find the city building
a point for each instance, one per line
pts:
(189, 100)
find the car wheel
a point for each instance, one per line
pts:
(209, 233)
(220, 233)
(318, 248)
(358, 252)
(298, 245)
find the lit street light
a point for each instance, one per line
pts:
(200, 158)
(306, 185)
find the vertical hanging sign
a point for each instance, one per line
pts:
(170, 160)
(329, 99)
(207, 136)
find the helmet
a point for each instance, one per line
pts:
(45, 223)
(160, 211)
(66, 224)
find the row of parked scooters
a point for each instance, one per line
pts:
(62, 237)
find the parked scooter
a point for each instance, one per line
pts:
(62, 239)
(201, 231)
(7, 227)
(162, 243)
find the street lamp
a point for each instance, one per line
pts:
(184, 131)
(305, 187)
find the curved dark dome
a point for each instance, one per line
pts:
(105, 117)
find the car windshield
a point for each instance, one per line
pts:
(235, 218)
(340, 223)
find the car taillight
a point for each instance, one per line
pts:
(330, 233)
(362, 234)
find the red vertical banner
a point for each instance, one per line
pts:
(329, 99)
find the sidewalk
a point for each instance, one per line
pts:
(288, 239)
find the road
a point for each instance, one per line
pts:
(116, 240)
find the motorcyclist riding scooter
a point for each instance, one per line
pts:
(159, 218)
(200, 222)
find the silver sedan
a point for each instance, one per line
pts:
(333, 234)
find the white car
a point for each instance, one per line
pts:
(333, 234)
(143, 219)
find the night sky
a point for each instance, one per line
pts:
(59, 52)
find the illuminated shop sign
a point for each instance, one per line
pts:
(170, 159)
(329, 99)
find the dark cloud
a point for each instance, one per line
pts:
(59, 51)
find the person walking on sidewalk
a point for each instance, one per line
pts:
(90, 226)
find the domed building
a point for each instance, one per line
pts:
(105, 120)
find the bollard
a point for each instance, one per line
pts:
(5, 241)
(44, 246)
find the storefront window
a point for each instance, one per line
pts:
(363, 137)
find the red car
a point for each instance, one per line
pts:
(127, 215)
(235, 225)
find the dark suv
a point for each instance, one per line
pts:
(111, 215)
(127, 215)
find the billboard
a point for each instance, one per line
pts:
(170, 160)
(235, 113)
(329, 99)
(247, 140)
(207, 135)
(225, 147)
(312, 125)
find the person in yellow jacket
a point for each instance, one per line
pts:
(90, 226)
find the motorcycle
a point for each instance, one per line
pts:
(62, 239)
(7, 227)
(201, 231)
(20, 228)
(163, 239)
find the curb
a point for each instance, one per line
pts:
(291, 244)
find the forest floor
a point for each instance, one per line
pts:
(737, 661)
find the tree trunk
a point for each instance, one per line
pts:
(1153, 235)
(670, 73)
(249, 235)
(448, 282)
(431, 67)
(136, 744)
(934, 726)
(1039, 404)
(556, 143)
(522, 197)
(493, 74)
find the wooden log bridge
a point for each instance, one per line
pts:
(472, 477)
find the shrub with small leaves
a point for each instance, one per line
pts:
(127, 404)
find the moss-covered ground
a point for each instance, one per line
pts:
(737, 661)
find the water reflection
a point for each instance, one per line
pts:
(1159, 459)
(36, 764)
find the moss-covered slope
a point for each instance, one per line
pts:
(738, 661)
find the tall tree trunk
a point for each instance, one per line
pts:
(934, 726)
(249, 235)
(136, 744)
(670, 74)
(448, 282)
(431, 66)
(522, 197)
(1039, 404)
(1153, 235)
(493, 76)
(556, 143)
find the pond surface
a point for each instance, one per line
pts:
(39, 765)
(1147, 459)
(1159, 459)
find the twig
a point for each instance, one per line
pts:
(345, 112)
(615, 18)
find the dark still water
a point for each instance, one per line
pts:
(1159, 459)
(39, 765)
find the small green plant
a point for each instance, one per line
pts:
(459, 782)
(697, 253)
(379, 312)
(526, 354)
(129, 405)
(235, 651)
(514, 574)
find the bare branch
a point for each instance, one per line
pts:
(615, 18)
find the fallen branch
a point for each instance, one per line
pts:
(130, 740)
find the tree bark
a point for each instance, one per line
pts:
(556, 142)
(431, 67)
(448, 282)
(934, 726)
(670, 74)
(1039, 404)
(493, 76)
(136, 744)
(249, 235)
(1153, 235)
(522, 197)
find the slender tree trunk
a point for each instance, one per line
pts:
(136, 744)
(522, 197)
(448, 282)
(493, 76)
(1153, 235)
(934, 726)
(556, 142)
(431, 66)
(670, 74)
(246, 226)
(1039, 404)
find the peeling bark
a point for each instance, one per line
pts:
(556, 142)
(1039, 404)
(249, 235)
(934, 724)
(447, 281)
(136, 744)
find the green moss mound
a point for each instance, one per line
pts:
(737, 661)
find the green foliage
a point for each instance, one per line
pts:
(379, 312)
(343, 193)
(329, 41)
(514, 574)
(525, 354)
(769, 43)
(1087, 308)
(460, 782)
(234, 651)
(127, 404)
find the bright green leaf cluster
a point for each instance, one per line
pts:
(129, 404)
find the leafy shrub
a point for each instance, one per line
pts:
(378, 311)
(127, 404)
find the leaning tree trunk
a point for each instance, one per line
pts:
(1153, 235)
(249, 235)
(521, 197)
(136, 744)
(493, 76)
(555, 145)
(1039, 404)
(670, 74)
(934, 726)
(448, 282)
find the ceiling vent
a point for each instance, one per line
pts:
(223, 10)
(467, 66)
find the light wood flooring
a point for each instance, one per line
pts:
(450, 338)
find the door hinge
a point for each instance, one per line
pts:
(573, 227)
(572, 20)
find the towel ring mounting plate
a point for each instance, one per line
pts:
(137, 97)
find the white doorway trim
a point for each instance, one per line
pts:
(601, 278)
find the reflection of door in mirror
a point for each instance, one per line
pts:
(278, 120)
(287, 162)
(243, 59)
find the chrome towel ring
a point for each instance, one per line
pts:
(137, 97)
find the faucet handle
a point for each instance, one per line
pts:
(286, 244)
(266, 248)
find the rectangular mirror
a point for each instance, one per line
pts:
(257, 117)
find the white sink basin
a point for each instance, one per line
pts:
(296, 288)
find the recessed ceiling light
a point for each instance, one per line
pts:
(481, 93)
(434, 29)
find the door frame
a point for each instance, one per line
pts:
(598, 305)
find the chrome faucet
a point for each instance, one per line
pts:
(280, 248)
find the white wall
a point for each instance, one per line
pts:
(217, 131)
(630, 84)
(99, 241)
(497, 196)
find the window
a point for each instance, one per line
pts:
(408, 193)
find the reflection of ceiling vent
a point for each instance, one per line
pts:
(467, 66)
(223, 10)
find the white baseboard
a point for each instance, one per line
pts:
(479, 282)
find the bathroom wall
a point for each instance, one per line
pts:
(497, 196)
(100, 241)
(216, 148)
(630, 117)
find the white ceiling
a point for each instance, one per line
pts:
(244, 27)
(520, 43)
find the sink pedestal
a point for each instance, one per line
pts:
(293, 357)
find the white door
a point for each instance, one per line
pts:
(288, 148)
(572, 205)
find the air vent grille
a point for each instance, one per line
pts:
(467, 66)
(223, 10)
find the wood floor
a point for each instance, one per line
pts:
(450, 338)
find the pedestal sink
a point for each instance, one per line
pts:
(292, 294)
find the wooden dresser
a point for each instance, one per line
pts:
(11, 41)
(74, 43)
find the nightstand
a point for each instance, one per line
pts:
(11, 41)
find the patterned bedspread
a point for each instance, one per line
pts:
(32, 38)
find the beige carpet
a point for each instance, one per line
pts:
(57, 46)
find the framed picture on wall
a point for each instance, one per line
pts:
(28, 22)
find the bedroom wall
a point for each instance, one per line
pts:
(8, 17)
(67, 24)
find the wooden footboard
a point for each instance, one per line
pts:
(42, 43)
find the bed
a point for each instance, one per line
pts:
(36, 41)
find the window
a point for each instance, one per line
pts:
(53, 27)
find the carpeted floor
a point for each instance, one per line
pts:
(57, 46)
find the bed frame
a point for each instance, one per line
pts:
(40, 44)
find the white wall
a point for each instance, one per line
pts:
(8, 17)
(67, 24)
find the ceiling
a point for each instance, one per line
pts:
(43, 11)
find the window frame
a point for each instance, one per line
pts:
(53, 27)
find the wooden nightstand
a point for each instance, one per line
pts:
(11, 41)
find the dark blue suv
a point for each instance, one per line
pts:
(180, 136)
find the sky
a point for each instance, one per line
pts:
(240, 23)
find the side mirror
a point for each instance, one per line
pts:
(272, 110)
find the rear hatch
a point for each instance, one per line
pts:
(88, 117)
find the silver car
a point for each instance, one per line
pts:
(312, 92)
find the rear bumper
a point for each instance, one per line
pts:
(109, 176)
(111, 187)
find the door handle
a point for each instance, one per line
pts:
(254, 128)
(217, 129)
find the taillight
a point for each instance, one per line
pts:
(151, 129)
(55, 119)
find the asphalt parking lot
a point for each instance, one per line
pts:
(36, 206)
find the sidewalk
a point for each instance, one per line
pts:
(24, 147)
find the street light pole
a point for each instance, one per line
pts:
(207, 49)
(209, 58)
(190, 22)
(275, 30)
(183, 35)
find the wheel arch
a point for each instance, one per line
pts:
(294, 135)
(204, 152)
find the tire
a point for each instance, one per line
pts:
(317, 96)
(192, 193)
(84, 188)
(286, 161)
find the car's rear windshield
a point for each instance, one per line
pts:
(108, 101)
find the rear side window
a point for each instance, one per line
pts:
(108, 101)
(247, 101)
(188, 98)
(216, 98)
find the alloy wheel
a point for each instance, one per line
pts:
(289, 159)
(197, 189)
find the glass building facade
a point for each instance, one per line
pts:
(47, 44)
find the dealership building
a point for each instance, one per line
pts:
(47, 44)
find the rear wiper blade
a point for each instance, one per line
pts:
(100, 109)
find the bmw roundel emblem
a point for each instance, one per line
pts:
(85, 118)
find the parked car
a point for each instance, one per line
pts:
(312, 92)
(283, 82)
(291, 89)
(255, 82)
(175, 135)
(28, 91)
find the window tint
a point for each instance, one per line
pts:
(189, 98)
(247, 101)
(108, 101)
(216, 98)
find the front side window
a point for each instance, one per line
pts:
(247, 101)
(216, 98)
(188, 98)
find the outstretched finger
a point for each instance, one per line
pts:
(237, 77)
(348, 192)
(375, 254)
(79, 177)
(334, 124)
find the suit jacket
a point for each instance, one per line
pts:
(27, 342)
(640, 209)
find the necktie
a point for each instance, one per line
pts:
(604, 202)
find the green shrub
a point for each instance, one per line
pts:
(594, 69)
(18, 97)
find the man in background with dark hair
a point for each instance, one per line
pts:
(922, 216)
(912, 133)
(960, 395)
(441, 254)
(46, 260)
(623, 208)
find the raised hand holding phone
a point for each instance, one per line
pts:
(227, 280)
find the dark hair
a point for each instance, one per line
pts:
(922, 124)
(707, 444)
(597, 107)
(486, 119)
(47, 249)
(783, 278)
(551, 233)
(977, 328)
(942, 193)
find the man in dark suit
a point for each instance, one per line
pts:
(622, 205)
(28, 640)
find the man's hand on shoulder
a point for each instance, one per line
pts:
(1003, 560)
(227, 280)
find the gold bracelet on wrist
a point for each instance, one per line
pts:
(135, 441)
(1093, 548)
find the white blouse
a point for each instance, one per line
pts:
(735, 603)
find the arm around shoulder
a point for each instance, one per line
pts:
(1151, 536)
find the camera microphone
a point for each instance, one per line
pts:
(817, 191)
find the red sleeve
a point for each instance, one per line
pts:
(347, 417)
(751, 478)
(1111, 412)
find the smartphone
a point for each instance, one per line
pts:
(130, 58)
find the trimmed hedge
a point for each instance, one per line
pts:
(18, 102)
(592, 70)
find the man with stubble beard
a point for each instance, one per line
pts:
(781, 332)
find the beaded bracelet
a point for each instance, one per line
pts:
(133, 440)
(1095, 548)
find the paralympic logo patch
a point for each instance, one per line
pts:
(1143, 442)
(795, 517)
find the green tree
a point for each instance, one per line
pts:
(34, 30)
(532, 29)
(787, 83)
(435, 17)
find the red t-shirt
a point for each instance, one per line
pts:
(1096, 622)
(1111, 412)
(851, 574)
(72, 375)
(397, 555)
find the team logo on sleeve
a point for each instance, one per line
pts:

===

WRITTEN REQUEST:
Reproduce the items word for word, from the line with "find the gold bracelet on wrist" up to and including the final line of the items.

WORKED SOLUTION:
find the gold bracelet on wrist
a point for each instance, one per line
pts:
(135, 441)
(1093, 548)
find the white blouse
a point for each instance, one per line
pts:
(735, 603)
find the arm around shoulder
a point for each instance, one per line
pts:
(1151, 536)
find the camera microphone
a point for each instance, one per line
pts:
(817, 191)
find the red sleeve
a point for each instance, one per line
pts:
(347, 417)
(751, 478)
(1111, 412)
find the smartphone
a point for each instance, one per line
pts:
(130, 58)
find the trimmed hedge
a point for each instance, one per line
pts:
(18, 102)
(592, 70)
find the man with stubble beard
a point for each instance, one per line
pts:
(781, 332)
find the beaded bracelet
a point for each instance, one per line
pts:
(133, 440)
(1095, 548)
find the paralympic logo patch
a point for each instance, one per line
pts:
(1143, 442)
(795, 517)
find the green tree
a point for each instance, one per line
pts:
(34, 30)
(532, 29)
(787, 83)
(435, 17)
find the red t-shirt
a point for each instance, one per line
pts:
(1096, 622)
(1111, 412)
(851, 574)
(72, 375)
(397, 555)
find the team logo on sleeve
a point for each instance, one per line
pts:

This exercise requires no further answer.